Seçilmiş bölüm:
* * * *

Metin Münir

Metin Münir

mmunir@milliyet.com.tr

Tüm Yazıları

1980’lere doğru birçok yaz Ankara’da canım sıkılınca Doğu’ya gittim. Genellikle Van’a uçardım. Orada biraz kaldıktan sonra vapurla karşıya Tatvan’a geçer, dolmuş, otobüs veya taksiyle Bitlis’e ve daha güneye giderdim. Diyarbakır’dan eve dönerdim. Bazen yolculuğa Diyarbakır’dan başlar hudut boyunca gidip Van’dan geri uçardım.
Plansız gezilerdi bunlar. Çoğu zaman, döndükten sonra yazı bile yazmazdım. Sanırım orasını görmek kadar Ankara’dan kaçmak rol oynuyordu bu yolculuklarda.
Akşam nereye varırsam orada kalır, yatak çarşaflarının birkaç haftada bir değiştirildiği otellerde yatardım.
Bitlis’te çarşaflar o kadar pisti ki değiştirilmesini istedim.
“Ne pisi abi” dedi resepsiyoncu çocuk, “Daha geçen hafta değiştirdik.”
O zaman öyleydi.
Doğu tehlikeli, öldürücü hatalıkların kapılabileceği, geri, feodal bir yerdi. Oraya gidilmezdi. Sürgün olunurdu.
“Manyak mısın oğlum, ne arıyorsun oralarda, kesecekler seni” derdi arkadaşlarım.
Asker sivil bürokratlar (ve gazeteciler) için Doğu uzak durulması gereken bir “mahrumiyet bölgesi” idi. Aslında, gerçek Batı ile karşılaştırıldığında, o zamanlar Ankara ve İstanbul gibi yerler de mahrumiyet bölgesiydi ama çoğumuz bunun farkında değildik.

* * * *

Derlenen malzeme:
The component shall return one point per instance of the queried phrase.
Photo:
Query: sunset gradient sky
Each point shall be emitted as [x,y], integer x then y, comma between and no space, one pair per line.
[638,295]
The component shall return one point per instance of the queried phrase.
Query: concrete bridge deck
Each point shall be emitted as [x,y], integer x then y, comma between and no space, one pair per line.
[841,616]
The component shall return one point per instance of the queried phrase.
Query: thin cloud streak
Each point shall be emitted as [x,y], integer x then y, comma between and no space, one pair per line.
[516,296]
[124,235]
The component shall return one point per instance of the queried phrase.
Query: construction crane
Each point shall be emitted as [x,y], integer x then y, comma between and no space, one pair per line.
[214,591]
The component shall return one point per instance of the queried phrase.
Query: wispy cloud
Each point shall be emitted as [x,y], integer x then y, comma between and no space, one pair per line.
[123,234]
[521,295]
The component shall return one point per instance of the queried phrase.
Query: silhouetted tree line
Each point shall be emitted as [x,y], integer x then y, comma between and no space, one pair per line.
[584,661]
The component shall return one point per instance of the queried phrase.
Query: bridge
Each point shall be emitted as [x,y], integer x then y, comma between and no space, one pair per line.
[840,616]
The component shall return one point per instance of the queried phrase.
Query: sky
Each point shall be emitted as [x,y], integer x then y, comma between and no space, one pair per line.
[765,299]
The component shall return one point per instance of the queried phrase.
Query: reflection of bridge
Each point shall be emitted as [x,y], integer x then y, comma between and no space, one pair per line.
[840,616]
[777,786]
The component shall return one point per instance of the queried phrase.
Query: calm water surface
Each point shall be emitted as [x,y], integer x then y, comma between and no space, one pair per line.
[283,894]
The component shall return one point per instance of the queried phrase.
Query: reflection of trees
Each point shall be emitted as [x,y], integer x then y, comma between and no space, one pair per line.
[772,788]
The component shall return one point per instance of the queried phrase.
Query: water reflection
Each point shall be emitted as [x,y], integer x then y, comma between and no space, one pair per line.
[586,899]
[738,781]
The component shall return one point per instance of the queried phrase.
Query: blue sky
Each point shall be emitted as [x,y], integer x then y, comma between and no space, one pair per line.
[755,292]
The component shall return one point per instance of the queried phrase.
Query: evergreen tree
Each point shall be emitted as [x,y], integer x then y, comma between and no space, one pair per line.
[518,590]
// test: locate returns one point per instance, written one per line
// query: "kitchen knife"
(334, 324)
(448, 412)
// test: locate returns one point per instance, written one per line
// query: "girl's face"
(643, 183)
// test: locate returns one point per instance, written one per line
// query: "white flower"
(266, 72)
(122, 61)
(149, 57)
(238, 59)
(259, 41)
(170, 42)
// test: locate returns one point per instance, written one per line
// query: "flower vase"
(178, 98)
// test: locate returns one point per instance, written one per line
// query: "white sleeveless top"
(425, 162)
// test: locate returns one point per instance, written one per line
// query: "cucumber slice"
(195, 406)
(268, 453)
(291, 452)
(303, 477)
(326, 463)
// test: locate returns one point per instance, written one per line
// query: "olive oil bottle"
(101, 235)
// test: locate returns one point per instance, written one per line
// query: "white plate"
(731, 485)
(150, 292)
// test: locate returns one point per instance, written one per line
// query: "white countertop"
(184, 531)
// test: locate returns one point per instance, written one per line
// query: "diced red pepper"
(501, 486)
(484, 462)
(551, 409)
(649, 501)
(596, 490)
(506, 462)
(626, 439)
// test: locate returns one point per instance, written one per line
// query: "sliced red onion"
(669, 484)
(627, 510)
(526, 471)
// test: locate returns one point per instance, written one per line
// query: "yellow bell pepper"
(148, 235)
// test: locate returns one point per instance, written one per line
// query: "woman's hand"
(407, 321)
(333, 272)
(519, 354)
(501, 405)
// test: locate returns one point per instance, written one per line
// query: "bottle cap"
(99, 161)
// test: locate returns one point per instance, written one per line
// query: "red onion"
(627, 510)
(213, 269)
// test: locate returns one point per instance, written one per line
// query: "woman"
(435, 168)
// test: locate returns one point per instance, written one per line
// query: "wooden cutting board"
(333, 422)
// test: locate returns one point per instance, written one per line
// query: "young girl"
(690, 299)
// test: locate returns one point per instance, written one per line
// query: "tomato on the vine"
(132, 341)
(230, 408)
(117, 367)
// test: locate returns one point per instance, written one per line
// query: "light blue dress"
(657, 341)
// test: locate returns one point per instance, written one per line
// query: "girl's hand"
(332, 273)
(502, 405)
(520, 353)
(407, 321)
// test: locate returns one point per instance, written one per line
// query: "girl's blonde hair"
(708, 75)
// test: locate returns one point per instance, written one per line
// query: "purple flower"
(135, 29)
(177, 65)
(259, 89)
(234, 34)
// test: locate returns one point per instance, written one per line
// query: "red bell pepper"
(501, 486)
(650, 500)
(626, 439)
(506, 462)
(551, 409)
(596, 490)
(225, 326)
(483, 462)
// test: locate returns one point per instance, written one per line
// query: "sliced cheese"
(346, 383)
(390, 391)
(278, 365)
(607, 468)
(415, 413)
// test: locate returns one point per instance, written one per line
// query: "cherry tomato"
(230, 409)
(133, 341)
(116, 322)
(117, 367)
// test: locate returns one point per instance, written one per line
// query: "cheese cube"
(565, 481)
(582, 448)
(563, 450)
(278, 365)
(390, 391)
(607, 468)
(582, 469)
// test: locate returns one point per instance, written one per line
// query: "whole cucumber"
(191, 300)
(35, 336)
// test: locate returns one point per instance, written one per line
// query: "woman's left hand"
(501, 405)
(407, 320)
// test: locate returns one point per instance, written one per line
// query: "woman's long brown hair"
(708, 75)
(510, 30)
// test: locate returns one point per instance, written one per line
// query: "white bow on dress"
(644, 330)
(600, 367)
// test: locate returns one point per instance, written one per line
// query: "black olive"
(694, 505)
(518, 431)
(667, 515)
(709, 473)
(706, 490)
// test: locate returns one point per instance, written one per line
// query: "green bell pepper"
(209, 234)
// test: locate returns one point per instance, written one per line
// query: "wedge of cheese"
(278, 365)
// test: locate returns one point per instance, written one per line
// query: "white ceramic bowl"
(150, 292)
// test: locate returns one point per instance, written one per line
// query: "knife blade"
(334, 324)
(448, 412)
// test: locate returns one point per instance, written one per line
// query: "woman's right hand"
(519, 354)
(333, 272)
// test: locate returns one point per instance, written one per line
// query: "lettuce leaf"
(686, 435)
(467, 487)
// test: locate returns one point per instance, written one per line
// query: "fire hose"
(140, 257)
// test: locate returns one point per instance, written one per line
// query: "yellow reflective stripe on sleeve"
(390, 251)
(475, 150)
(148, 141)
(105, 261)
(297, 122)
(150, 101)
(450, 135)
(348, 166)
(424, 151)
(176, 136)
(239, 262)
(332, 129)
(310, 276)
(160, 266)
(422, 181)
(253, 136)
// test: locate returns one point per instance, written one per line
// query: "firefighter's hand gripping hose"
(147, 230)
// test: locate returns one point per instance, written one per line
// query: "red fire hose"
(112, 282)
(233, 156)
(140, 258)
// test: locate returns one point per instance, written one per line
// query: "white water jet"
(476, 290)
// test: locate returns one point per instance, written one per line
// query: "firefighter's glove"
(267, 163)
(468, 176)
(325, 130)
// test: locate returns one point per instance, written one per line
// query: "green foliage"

* * * *

Etkinlik: Seçilmiş bölümde Bitlis'teki resepsiyoncu çocuk, çarşafların ne zaman değiştirildiğini söylüyor?

Görev yanıtı: Daha geçen hafta değiştirildiğini söylüyor.